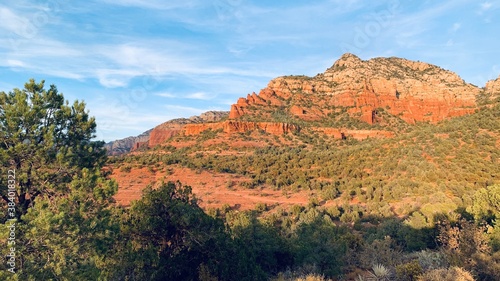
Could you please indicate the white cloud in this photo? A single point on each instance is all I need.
(15, 23)
(165, 95)
(153, 4)
(200, 96)
(486, 6)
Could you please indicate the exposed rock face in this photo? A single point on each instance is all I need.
(241, 127)
(415, 91)
(355, 134)
(161, 134)
(125, 145)
(175, 127)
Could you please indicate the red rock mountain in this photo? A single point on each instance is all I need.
(401, 89)
(414, 91)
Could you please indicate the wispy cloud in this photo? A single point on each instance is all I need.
(486, 6)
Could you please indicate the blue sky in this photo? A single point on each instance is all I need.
(139, 63)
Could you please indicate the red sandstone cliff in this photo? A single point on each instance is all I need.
(415, 91)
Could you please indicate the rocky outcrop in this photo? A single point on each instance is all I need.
(241, 127)
(414, 91)
(161, 132)
(492, 87)
(174, 127)
(342, 133)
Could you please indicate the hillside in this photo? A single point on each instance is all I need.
(335, 135)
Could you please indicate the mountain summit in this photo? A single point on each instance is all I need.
(414, 91)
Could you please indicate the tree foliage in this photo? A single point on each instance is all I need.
(47, 141)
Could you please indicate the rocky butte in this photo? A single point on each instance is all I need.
(414, 91)
(409, 91)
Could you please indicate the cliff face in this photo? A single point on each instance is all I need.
(160, 135)
(414, 91)
(174, 127)
(371, 90)
(493, 87)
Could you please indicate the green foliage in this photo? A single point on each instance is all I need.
(46, 141)
(409, 271)
(64, 222)
(486, 203)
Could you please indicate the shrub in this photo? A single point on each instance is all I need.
(450, 274)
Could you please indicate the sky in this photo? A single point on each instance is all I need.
(139, 63)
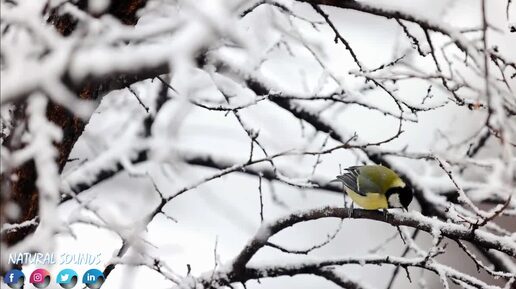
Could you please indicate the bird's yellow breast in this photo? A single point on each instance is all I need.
(372, 201)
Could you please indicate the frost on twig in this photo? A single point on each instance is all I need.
(184, 102)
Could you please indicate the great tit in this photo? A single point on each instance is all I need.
(376, 187)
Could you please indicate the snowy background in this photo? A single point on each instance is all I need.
(208, 225)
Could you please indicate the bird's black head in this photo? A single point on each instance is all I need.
(399, 197)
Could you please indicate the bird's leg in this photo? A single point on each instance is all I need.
(384, 210)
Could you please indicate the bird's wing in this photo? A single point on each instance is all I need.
(358, 183)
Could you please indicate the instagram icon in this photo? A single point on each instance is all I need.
(40, 278)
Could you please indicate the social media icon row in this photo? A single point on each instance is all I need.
(67, 278)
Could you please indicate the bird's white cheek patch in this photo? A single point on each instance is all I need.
(394, 201)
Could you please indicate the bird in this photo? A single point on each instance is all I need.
(374, 187)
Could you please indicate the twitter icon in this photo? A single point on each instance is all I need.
(67, 278)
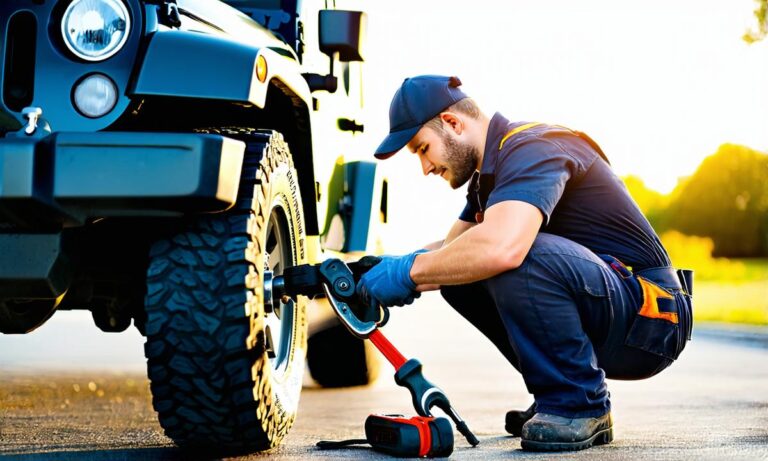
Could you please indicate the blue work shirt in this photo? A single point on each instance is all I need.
(577, 192)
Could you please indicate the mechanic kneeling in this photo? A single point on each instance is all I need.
(539, 260)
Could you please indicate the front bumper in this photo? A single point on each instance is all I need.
(68, 178)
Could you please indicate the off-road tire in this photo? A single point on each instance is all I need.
(213, 383)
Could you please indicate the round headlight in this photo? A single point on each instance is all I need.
(95, 29)
(95, 95)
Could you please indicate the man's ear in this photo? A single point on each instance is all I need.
(453, 121)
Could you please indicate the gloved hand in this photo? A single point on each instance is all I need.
(389, 282)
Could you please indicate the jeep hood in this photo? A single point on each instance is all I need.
(231, 22)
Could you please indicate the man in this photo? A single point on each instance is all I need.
(539, 260)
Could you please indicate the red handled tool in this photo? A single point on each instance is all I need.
(336, 280)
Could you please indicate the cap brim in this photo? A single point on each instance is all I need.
(394, 142)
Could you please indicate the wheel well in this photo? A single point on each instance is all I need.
(284, 112)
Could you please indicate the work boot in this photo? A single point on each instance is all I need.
(546, 432)
(516, 418)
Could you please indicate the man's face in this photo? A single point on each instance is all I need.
(443, 155)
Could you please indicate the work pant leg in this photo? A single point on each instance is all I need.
(473, 303)
(556, 308)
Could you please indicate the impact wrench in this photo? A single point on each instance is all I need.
(337, 280)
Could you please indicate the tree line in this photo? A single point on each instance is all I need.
(726, 199)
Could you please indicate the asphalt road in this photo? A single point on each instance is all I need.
(68, 392)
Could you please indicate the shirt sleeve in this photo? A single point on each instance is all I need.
(535, 172)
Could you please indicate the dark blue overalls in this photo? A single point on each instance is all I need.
(573, 314)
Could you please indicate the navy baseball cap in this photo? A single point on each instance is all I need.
(417, 101)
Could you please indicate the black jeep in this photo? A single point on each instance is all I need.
(160, 162)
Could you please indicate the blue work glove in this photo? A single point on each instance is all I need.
(389, 283)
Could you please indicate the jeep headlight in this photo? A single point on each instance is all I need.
(94, 30)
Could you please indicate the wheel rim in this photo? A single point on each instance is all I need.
(278, 322)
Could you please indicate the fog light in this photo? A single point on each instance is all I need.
(95, 95)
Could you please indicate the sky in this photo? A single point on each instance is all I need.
(658, 84)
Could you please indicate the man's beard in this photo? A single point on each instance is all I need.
(461, 160)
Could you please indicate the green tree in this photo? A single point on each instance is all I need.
(761, 14)
(726, 199)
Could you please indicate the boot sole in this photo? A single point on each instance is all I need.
(601, 437)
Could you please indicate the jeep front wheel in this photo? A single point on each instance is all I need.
(225, 373)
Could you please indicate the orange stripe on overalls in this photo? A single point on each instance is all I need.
(516, 130)
(651, 295)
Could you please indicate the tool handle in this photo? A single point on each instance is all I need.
(387, 349)
(426, 395)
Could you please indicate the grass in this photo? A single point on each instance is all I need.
(732, 302)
-------
**What needs to be done**
Word for word, reproduce the listing above; no image should be carried over.

**Solution**
Could you please indicate the white cloud in this photo? A single point on each instance is all I need.
(15, 23)
(165, 95)
(153, 4)
(200, 96)
(486, 6)
Could you please indicate the exposed rock face in this photo? A single point on each instance is all I need.
(241, 127)
(415, 91)
(355, 134)
(161, 134)
(125, 145)
(175, 127)
Could you please indicate the red rock mountain in this photo? A single point on each instance is all I need.
(401, 89)
(414, 91)
Could you please indicate the wispy cloud in this photo? A single point on each instance is all I need.
(486, 6)
Could you please indicate the blue sky in this photo? A single point on each instance is all I need.
(139, 63)
Could you please indicate the red sandstone cliff in this photo? A single point on each instance is all I need.
(415, 91)
Could you please indicate the rocky outcrop in this photo? A single point on each instance is all I need.
(241, 127)
(414, 91)
(161, 132)
(492, 87)
(174, 127)
(342, 133)
Could you please indicate the hillside in this photo? A single point on each instance is all I need.
(335, 135)
Could you please indicate the mountain summit in this photo? A single point on each instance is all I need.
(414, 91)
Could you please indicate the tree foliage in this photo? A single point on each instance is all I need.
(47, 141)
Could you please indicate the rocky butte in this photo? A single point on each instance is all I need.
(414, 91)
(409, 91)
Could you please indicate the cliff face in this photo? A single point on each instance is all I need.
(160, 135)
(414, 91)
(174, 127)
(371, 90)
(493, 87)
Could you please indicate the green foliage in this photo? A single point on each instance is all I need.
(46, 141)
(409, 271)
(64, 222)
(486, 203)
Could you please indicate the shrub in this photo? A single point on each instance is all I need.
(450, 274)
Could you please indicate the sky in this photo? A single point on each instance is all I need.
(139, 63)
Could you please indicate the bird's yellow breast in this photo? A single point on each instance is all I need.
(372, 201)
Could you please indicate the frost on twig in this photo? A single point on each instance is all I need.
(184, 102)
Could you please indicate the great tit in this photo? A single point on each instance is all I need.
(376, 187)
Could you please indicate the snowy background in this photo? A single point on each instance is all I need.
(208, 225)
Could you please indicate the bird's black head in this photo? A single point on each instance is all I need.
(399, 197)
Could you please indicate the bird's leg in this photo? A single point on each instance is all I need.
(384, 210)
Could you please indicate the bird's wing in this photo? A single point on each instance is all I need.
(358, 183)
Could you please indicate the instagram icon in this photo? A single point on each instance is all I need.
(40, 278)
Could you please indicate the social media icon row in this photo? A single point on each instance is all I need.
(67, 278)
Could you please indicate the bird's white cheek patch in this photo? A single point on each instance is all I need.
(394, 201)
Could you please indicate the bird in this photo? A single point on each instance is all I need.
(374, 187)
Could you please indicate the twitter icon in this photo? A single point on each instance is all I need.
(67, 278)
Could you please indicate the blue work shirt in this photo? A single point on each instance is all I need.
(577, 192)
Could you please indicate the mechanic kneeling in this photo? A single point on each instance is all I need.
(539, 260)
Could you please indicate the front bumper in this photo? A single point on each instance is all I need.
(68, 178)
Could you please indicate the off-road tire in this photo? A single point on each instance is all I need.
(213, 383)
Could you please indicate the round headlight in this photo? A single point on each instance is all I need.
(95, 29)
(95, 95)
Could you please indicate the man's ear in this photo? A single point on each instance is all I need.
(453, 121)
Could you please indicate the gloved hand in this photo? A single point on each instance is all I need.
(389, 282)
Could you please indicate the jeep hood in this photo? A single point on each instance is all I need.
(231, 22)
Could you please indicate the man in this photo? A single point on each instance is all I need.
(539, 260)
Could you please indicate the red handled tool in this photo? A single point on each instance is all I need.
(336, 280)
Could you please indicate the cap brim in this photo? A single point on each instance is all I need.
(394, 142)
Could you please indicate the wheel well in this photo? A single point on each instance is all I need.
(284, 112)
Could you please indicate the work boot in this photo? A single point on each instance is all I need.
(546, 432)
(516, 418)
Could you please indicate the man's face in this photo? A single point on each instance is all I need.
(443, 155)
Could you please indicate the work pant leg in this photo? A single point on each instance is all I need.
(473, 303)
(556, 308)
Could you please indicate the impact wrench in this photo? A single point on each instance is all I need.
(337, 280)
Could you please indicate the tree line in this photo? A single point on each instance is all I need.
(726, 199)
Could you please indicate the asphalt road in this photo? A single point on each instance is all I need.
(68, 392)
Could you please indicate the shirt sleeve in this photo? A single point on each instance is all I need.
(535, 172)
Could you please indicate the dark blue overalls in this photo? A single point on each instance is all I need.
(573, 314)
Could you please indicate the navy baseball cap in this photo? A single point on each instance is all I need.
(417, 101)
Could you please indicate the black jeep in this photo? A single point on each instance is all I need.
(160, 162)
Could you please indicate the blue work glove in this photo? A single point on each instance is all I need.
(389, 283)
Could you please indicate the jeep headlight in this photo? A single point on each instance is all I need.
(94, 30)
Could you please indicate the wheel rim in this photo? A single point on each instance is all I need.
(278, 322)
Could you please indicate the fog light in this photo? A single point on each instance is all I need.
(95, 95)
Could you please indicate the sky in this photo? A single point on each instance is all I need.
(658, 84)
Could you please indicate the man's beard in this photo? A single point on each instance is all I need.
(461, 160)
Could you please indicate the green tree in this photo? A single point on each instance is all I need.
(761, 14)
(726, 199)
Could you please indicate the boot sole in this photo? A single point on each instance is all I need.
(601, 437)
Could you please indicate the jeep front wheel in this photo? A single point on each instance is all I need.
(225, 373)
Could you please indicate the orange stripe on overalls in this photo? A single point on each instance is all I need.
(516, 130)
(651, 295)
Could you please indicate the tool handle in this photo? A single point on each instance is all I need.
(387, 349)
(426, 395)
Could you please indicate the grass in this photo? A single point on each instance is all I need.
(732, 302)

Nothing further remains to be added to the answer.